PROBLEM: Take the data below and filter it for lines containing the word "lantern"; show each line found.

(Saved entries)
........
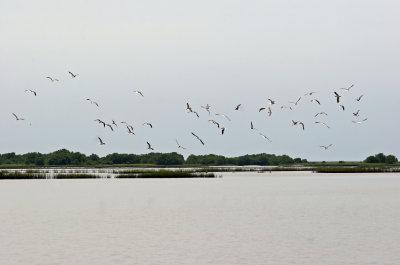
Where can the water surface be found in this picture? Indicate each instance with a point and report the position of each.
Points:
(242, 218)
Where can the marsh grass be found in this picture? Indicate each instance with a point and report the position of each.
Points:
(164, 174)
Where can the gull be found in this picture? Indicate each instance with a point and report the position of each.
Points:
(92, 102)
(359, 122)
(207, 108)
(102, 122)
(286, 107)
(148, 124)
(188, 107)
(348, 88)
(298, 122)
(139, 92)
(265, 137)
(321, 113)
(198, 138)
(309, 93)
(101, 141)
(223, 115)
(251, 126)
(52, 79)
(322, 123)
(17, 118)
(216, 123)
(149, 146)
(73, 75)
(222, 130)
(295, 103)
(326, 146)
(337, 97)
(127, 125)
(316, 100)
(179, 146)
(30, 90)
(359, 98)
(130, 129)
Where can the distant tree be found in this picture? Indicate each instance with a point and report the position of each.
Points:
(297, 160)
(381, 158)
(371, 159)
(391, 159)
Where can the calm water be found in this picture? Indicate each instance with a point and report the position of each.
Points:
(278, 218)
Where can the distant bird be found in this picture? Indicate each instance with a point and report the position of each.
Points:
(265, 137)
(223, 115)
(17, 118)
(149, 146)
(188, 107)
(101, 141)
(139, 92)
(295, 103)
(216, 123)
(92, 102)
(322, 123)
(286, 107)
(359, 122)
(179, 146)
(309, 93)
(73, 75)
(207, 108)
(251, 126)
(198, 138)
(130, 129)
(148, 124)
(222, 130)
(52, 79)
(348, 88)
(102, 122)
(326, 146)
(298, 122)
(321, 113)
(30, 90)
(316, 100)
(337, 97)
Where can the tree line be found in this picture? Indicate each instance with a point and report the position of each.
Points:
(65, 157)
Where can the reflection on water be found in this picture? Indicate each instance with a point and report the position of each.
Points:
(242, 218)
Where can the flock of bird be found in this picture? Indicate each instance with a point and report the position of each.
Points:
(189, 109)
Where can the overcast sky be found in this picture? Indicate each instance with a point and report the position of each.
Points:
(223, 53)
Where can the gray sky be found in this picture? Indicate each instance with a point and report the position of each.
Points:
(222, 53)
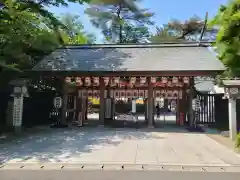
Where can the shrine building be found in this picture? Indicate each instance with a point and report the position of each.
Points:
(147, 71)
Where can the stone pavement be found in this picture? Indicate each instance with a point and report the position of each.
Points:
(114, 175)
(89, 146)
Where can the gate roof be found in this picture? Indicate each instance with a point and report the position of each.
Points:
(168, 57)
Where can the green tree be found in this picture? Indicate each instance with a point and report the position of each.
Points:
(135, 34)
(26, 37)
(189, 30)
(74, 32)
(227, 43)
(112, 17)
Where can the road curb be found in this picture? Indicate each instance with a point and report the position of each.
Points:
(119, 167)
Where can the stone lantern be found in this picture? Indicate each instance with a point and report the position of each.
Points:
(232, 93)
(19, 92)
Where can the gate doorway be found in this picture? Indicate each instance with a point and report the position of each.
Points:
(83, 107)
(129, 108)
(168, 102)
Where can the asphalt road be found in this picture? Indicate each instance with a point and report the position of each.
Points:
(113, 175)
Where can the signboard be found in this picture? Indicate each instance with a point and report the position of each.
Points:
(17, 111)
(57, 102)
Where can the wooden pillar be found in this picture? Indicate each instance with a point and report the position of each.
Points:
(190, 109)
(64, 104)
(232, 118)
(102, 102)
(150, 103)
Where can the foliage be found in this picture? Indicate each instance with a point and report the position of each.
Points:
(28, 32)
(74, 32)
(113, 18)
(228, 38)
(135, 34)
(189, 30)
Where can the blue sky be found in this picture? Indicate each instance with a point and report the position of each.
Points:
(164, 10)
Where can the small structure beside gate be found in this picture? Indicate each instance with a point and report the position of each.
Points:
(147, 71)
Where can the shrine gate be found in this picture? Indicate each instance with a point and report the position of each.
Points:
........
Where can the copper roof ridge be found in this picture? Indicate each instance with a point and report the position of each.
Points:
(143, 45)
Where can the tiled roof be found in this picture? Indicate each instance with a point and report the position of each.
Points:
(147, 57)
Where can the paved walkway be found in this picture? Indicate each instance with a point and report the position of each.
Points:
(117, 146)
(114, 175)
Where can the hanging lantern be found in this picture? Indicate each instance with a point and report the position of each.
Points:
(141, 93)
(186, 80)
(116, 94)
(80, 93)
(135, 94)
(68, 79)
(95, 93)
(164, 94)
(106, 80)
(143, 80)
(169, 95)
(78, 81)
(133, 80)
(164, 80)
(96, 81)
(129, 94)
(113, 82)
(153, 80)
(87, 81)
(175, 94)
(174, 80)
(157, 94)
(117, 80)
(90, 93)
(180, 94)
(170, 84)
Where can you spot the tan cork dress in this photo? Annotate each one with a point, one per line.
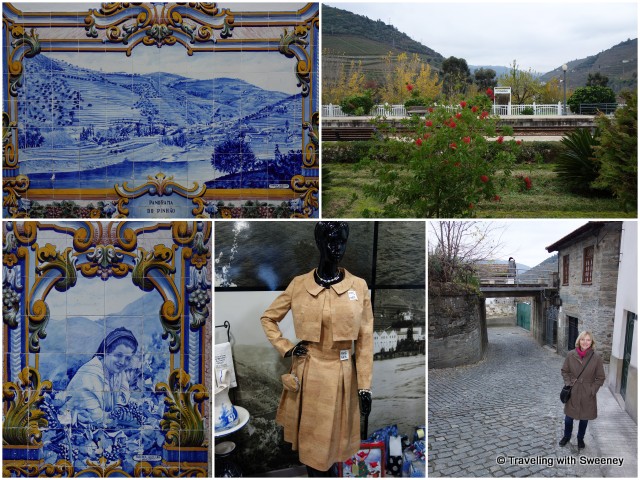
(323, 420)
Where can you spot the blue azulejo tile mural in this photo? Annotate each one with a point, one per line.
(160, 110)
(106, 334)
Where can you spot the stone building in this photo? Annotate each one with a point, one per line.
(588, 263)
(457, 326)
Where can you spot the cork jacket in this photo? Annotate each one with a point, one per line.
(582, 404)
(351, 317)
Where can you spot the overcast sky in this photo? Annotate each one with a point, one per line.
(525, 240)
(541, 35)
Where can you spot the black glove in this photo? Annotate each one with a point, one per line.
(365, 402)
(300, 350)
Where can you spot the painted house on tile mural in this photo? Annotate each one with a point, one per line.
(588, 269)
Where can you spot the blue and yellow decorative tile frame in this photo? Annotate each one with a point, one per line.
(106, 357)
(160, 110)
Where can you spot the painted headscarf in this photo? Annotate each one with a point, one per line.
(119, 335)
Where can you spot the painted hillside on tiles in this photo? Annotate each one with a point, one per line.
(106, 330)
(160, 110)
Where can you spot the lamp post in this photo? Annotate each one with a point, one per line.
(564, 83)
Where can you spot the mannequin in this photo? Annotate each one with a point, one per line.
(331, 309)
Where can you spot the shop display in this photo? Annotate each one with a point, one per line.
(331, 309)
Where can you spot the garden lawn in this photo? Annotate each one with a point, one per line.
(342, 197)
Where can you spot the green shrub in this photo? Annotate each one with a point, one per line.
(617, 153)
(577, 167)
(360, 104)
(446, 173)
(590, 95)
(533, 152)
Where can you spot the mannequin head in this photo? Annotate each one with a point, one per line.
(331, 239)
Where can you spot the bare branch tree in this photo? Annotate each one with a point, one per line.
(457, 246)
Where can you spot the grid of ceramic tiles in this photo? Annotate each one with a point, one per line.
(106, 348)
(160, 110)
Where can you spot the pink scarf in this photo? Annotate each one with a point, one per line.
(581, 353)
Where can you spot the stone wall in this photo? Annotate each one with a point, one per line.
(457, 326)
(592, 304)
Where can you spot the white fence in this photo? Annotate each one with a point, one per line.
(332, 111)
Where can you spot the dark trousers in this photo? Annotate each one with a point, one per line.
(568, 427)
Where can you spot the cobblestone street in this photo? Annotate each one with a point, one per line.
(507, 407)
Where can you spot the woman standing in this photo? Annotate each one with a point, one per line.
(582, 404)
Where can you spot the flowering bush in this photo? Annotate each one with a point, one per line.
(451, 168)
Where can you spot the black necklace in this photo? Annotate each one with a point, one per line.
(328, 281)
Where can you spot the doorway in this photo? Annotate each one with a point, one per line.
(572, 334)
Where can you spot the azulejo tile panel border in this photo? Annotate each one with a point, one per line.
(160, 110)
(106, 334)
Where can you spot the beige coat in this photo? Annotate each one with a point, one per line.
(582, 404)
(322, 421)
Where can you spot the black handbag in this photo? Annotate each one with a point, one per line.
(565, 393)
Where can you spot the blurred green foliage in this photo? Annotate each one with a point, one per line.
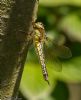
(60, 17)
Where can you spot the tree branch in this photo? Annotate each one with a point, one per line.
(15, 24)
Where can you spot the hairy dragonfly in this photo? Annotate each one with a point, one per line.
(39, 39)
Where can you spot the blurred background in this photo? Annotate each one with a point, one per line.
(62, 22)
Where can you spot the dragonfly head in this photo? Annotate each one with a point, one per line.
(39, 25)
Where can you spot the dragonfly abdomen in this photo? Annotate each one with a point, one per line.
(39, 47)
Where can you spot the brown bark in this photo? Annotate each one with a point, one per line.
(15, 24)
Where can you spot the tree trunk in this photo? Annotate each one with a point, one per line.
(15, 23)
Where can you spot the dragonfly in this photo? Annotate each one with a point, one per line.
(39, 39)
........
RESPONSE FOR THIS EXERCISE:
Where can the stone lantern be found in this picture? Indicate each instance with a point and report the position of each.
Where can the hanging lantern be found in this picture? Indicate each instance with a point and report the position of each.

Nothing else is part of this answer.